**Work to be completed**
Count the lines of the rows below that contain the string "post". Reply with the number only.

**Record extracts**
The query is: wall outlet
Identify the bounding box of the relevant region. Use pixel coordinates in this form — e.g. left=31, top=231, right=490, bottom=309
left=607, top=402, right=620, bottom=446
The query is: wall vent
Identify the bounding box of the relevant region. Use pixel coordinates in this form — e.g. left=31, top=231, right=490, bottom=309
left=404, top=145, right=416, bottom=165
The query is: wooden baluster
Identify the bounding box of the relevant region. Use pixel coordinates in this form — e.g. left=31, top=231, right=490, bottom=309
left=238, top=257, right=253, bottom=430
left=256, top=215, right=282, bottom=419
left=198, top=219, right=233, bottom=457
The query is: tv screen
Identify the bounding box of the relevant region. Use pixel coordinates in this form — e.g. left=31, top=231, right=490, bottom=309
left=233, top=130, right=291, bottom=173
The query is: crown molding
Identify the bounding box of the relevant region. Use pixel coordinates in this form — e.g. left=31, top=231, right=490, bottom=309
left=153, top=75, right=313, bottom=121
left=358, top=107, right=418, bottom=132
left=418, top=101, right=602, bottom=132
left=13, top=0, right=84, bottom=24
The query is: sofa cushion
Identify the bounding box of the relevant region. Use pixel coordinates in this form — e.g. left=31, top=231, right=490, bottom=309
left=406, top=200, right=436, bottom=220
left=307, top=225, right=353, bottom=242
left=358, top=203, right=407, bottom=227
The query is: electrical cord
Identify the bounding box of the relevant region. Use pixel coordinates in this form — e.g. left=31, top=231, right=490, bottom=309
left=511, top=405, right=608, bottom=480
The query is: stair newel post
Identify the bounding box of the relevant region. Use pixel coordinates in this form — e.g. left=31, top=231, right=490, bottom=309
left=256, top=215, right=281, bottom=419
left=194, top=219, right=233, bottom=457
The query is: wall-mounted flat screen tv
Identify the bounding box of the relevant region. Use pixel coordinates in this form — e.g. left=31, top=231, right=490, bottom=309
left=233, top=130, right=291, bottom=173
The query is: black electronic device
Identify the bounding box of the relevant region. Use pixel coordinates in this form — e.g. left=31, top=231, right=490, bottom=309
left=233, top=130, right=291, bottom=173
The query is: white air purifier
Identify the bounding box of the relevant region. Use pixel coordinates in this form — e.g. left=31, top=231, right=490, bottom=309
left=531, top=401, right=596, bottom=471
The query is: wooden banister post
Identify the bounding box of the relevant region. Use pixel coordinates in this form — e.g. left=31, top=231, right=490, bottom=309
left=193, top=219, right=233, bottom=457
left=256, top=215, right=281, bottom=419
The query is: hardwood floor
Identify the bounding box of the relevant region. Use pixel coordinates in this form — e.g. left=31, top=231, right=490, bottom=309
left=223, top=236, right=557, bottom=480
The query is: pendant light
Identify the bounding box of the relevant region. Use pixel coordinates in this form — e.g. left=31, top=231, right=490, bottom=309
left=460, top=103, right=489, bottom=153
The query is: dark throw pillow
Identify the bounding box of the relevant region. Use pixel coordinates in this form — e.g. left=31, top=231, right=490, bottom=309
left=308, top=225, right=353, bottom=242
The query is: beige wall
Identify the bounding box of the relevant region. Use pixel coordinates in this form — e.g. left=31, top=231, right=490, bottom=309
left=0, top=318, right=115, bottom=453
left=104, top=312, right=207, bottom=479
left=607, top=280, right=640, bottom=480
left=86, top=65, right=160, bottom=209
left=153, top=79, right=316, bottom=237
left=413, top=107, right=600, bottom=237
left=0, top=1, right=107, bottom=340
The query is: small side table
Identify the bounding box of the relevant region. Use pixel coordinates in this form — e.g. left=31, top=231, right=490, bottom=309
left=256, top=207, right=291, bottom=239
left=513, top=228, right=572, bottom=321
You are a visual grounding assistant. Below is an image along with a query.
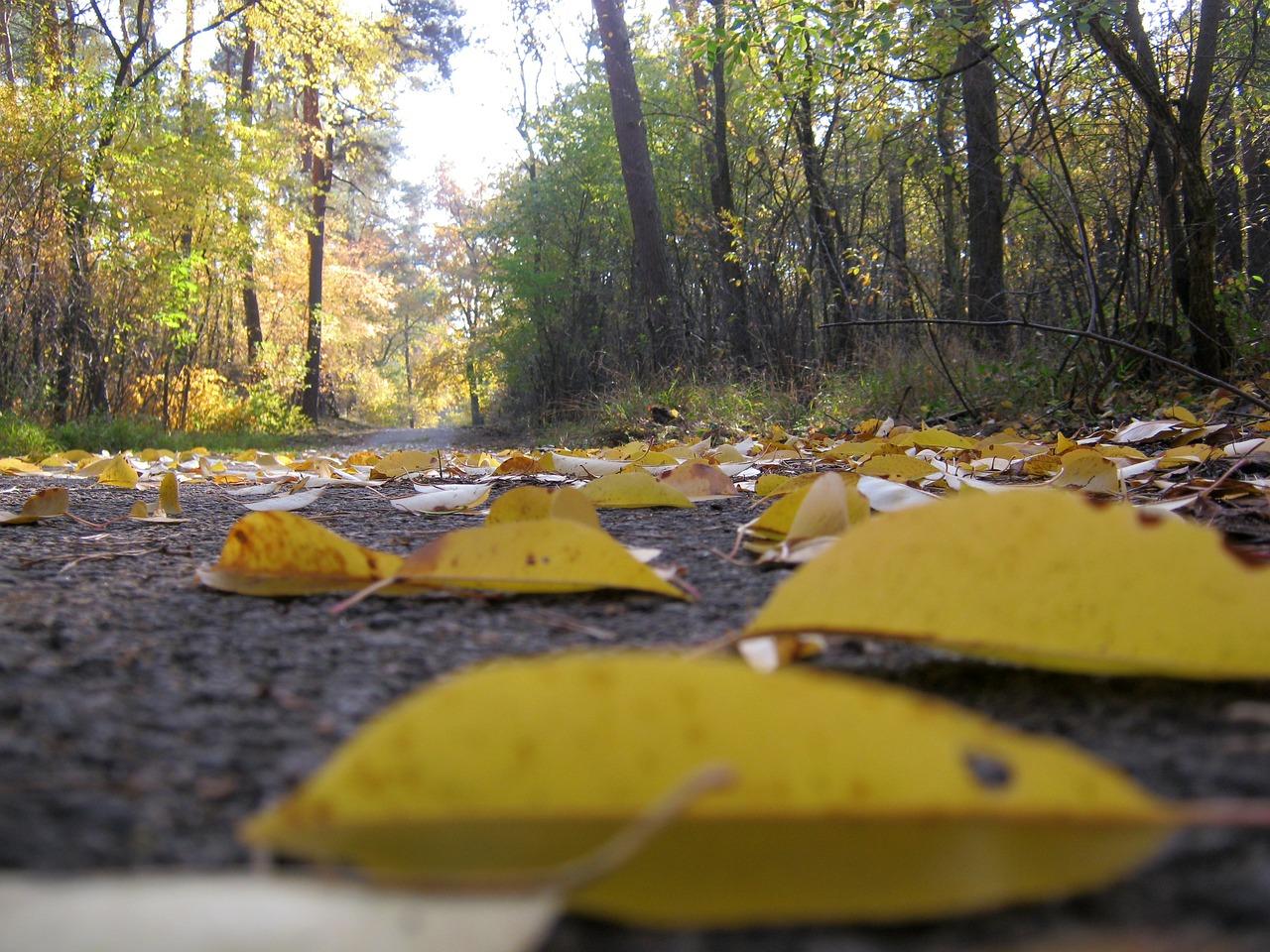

**Exercise response**
2